**TASK DIRECTIONS:** Give back only the lines from the one with "Target: towel bar" through the last line of the data, exactly as they appear.

+++

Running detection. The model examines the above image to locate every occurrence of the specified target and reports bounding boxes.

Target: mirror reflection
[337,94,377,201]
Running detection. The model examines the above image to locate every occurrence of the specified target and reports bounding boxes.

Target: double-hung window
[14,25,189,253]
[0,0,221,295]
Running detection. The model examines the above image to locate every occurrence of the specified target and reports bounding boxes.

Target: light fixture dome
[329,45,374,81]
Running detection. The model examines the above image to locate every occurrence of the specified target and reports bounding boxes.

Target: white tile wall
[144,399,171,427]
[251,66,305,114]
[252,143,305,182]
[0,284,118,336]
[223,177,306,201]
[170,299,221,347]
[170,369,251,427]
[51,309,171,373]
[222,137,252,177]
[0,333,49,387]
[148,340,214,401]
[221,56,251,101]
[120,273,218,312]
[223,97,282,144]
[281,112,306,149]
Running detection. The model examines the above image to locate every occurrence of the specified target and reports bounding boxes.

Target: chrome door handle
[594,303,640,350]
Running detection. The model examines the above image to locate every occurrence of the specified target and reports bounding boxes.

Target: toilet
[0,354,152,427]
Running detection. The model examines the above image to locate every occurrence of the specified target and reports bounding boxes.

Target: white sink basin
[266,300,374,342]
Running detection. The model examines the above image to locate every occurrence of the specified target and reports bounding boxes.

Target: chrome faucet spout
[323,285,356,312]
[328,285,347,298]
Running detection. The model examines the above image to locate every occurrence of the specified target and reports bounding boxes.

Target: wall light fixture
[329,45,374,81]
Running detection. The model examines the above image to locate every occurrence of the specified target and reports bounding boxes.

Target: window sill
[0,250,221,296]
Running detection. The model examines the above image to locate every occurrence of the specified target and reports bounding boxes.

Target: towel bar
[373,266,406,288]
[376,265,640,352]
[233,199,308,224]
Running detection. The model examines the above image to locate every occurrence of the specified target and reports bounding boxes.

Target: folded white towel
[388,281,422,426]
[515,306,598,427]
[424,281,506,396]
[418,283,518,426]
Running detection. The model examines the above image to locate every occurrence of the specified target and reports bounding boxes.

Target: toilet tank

+++

**RESPONSE:**
Target: towel bar
[373,266,406,288]
[376,265,640,352]
[233,199,308,224]
Running detection. The model examines the above image to locate every occurrence of the specified target and reports bounding boxes.

Target: folded white towel
[388,281,422,426]
[515,306,598,427]
[424,281,506,396]
[418,283,518,426]
Running detection. The model examines the above image to locate every occurrence of the specified target and reports bounding boxes.

Target: toilet tank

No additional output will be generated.